Directions for this task: Each entry below is to be given again word for word, with no pictures.

Position identification records
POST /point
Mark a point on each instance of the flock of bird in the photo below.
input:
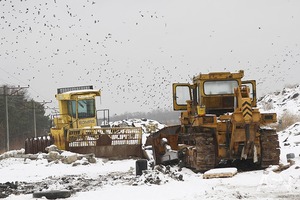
(62, 43)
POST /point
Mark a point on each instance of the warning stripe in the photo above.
(247, 109)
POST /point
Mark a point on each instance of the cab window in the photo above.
(219, 87)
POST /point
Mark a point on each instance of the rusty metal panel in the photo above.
(116, 142)
(111, 151)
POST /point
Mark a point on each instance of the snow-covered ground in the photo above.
(107, 179)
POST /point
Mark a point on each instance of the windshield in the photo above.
(86, 108)
(220, 87)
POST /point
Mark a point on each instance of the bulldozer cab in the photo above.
(214, 91)
(77, 107)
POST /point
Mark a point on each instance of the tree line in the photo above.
(20, 117)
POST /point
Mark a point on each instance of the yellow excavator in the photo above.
(78, 128)
(219, 121)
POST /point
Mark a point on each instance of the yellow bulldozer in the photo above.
(219, 121)
(79, 128)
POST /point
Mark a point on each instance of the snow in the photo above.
(117, 179)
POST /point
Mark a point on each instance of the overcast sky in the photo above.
(133, 50)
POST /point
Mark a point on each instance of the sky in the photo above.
(134, 50)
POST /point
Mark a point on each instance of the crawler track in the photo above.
(206, 155)
(270, 148)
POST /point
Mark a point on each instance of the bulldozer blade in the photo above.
(39, 144)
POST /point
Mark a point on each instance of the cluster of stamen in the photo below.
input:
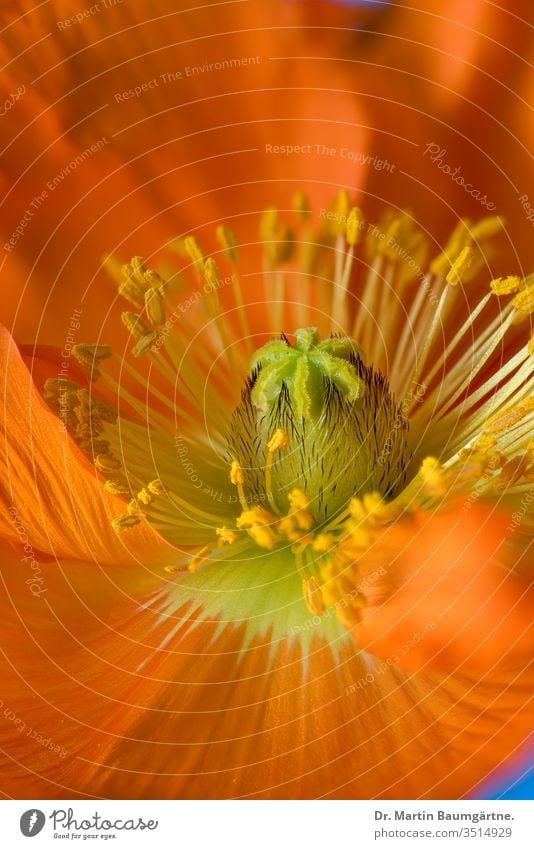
(327, 509)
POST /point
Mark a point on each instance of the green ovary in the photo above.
(346, 435)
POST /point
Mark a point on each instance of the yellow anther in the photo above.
(133, 508)
(323, 543)
(297, 500)
(524, 301)
(236, 473)
(154, 280)
(199, 559)
(311, 590)
(263, 536)
(487, 227)
(155, 307)
(460, 266)
(123, 523)
(116, 487)
(269, 224)
(278, 440)
(144, 496)
(107, 463)
(459, 238)
(226, 536)
(484, 442)
(135, 325)
(134, 286)
(255, 516)
(355, 225)
(505, 285)
(288, 528)
(301, 205)
(211, 274)
(228, 243)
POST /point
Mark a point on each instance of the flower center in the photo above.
(314, 418)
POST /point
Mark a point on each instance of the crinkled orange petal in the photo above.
(48, 486)
(447, 591)
(186, 152)
(140, 715)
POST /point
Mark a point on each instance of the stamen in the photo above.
(505, 285)
(279, 440)
(460, 266)
(238, 479)
(311, 590)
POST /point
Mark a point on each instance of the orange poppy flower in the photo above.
(300, 578)
(239, 565)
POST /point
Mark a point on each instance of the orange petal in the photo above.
(440, 593)
(187, 151)
(176, 707)
(53, 499)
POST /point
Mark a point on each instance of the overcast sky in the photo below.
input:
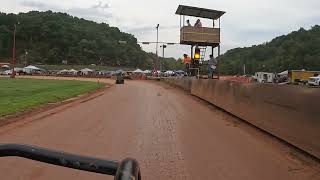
(246, 22)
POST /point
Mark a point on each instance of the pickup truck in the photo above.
(314, 81)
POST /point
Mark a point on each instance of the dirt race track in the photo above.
(172, 134)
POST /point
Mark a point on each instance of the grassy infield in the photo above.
(17, 95)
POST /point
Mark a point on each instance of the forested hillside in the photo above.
(50, 38)
(297, 50)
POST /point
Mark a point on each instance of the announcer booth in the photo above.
(200, 37)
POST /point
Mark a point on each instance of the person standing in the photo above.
(187, 62)
(188, 23)
(198, 24)
(212, 66)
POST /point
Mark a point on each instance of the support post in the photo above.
(218, 62)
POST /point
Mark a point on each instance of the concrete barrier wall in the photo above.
(289, 113)
(184, 83)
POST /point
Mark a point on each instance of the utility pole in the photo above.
(157, 59)
(163, 47)
(25, 58)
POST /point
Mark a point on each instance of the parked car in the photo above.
(314, 81)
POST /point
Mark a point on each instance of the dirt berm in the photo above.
(288, 112)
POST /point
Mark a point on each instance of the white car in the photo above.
(314, 81)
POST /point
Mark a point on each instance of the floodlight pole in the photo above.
(157, 59)
(13, 74)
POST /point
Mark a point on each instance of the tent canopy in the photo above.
(138, 71)
(5, 66)
(73, 70)
(86, 70)
(32, 67)
(147, 71)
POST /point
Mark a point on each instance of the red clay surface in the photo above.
(172, 134)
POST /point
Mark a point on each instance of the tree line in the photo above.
(295, 51)
(51, 37)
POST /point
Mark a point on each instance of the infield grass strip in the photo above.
(17, 95)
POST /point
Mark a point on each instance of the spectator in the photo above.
(188, 23)
(198, 24)
(212, 66)
(187, 62)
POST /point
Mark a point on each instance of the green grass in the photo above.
(17, 95)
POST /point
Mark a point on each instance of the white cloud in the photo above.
(246, 22)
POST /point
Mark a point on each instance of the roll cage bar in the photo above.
(124, 170)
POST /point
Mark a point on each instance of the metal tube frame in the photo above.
(124, 170)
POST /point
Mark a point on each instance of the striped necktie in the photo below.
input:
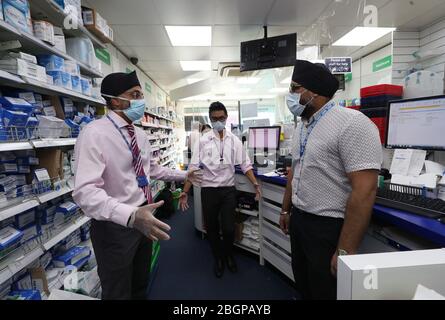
(137, 163)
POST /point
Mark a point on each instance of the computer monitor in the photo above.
(264, 138)
(416, 123)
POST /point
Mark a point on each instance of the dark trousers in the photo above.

Exercise output:
POST /point
Mark a point on each instance of the flock of bird in the photo below.
input:
(62, 43)
POST /point
Mark a point on each instance of the warning stripe in the photo above.
(247, 109)
POST /point
Mark a point on each instance of the cab window in the photo above.
(219, 87)
POST /point
Mark a point on each instance of the rusty metal panel in the photo above.
(116, 142)
(111, 151)
POST /point
Mark a point on each instance of the snow-covered ground in the photo above.
(107, 179)
POST /point
Mark a point on each instance of the windshield in the photo above.
(86, 108)
(220, 87)
POST /point
Mark a point on each instance of the bulldozer cab in the photo above.
(214, 91)
(77, 107)
POST /point
Mark a point on each instance of the tree line in the photo above.
(20, 117)
POST /point
Mark a point on each instance of the yellow excavator in the photo above.
(78, 128)
(219, 121)
POST /point
Mark a point on each instance of the yellow bulldozer in the photo above.
(219, 121)
(79, 128)
POST /point
Mark a point on each instance of the snow in the photo above.
(117, 179)
POST /point
Mark a point on each instance of the overcast sky in the photo above.
(133, 50)
POST /point
Mark a point on each instance of the sky in the photo above.
(134, 50)
POST /point
Mark a point on each instance of the crawler track in the photo above.
(206, 155)
(270, 148)
POST /point
Mark a point on each instance of the bulldozer blade in the photo above.
(39, 144)
POST /point
Mark a point on each instance of the cluster of stamen in the photo below.
input:
(327, 509)
POST /point
Mark a point on each instance of the green ovary in the photo above.
(346, 435)
POST /point
Mark a point on each instance of the yellow anther in the photo above.
(133, 508)
(323, 543)
(297, 500)
(524, 301)
(236, 473)
(154, 280)
(199, 559)
(311, 590)
(263, 536)
(487, 227)
(155, 307)
(460, 266)
(123, 523)
(116, 487)
(269, 224)
(278, 440)
(144, 496)
(107, 463)
(459, 238)
(226, 536)
(484, 442)
(135, 325)
(134, 286)
(255, 516)
(355, 225)
(505, 285)
(288, 528)
(301, 205)
(211, 274)
(228, 243)
POST /point
Mark a point on each instance of the flower center in the photo above.
(314, 418)
POST /point
Mark a point on each instance of the crinkled orange petal in the photo above.
(48, 486)
(447, 591)
(186, 152)
(140, 715)
POST /point
Mark a point on each instance of the stamen in the photo above.
(505, 285)
(279, 440)
(460, 266)
(238, 479)
(311, 590)
POST /point
Mark a point on each instance of the orange poppy flower in the photo above.
(300, 578)
(239, 565)
POST /point
Mark a point on each instance of the orange petal in the photo above.
(440, 593)
(187, 151)
(176, 707)
(53, 499)
POST /point
Mark a point on each instance of the overcast sky in the photo below.
input:
(246, 22)
POST /point
Mark a point on each instance of the pickup truck in the photo above.
(314, 81)
POST /point
Mark a point on each instance of the dirt race track in the photo above.
(172, 134)
POST /point
Mark a point on each instance of the grassy infield in the photo above.
(17, 95)
POST /point
Mark a point on each instance of the forested hillside in the photo above.
(50, 38)
(297, 50)
POST /point
Mark a point on each instance of the announcer booth in the photo above.
(200, 37)
POST /point
Mark a point on each instance of the person standing in the photo above.
(187, 62)
(188, 23)
(198, 24)
(212, 66)
POST /point
Mark a point on each instance of the support post in the photo above.
(218, 62)
POST /point
Mark a point on each instance of the concrete barrier wall in the photo above.
(289, 113)
(184, 83)
POST /point
Mark a point on each instance of the utility pole in the photo above.
(157, 59)
(163, 47)
(25, 58)
POST /point
Mark a point on each instance of the parked car in the photo above.
(314, 81)
POST /point
Mark a point on each instance of the dirt berm in the photo above.
(288, 112)
POST /point
Mark a point on each instance of the white car in the photo above.
(314, 81)
POST /point
Mark a point on each instance of the floodlight pole in the photo above.
(157, 59)
(13, 74)
POST /point
Mark a point on each instance of the tent canopy in the photo above.
(138, 71)
(5, 66)
(73, 70)
(86, 70)
(32, 67)
(147, 71)
POST /point
Mark a point on each instance of the red clay surface in the photo above.
(172, 134)
POST /point
Mark a point on each instance of the tree line in the photo above.
(295, 51)
(51, 37)
POST /point
Mark a point on each instance of the infield grass strip in the photo above.
(17, 95)
POST /point
Mark a point on each instance of the spectator in the photo above.
(188, 23)
(198, 24)
(212, 66)
(187, 62)
POST /point
Mark a point on each instance of the green grass in the photo above.
(17, 95)
POST /point
Mark a point on each instance of the white cloud in the photo above.
(246, 22)
POST /point
Mark a point on each instance of the roll cage bar in the photo above.
(124, 170)
POST /point
Mark a point on each instance of the metal tube frame in the photo above.
(124, 170)
POST /point
Mark a point on each instance of the striped necktie in the photo below.
input:
(137, 163)
POST /point
Mark a point on each instance of the computer monitor in the photo above.
(264, 138)
(416, 123)
POST /point
Mark a point on each instance of the dark trousers in the photo above.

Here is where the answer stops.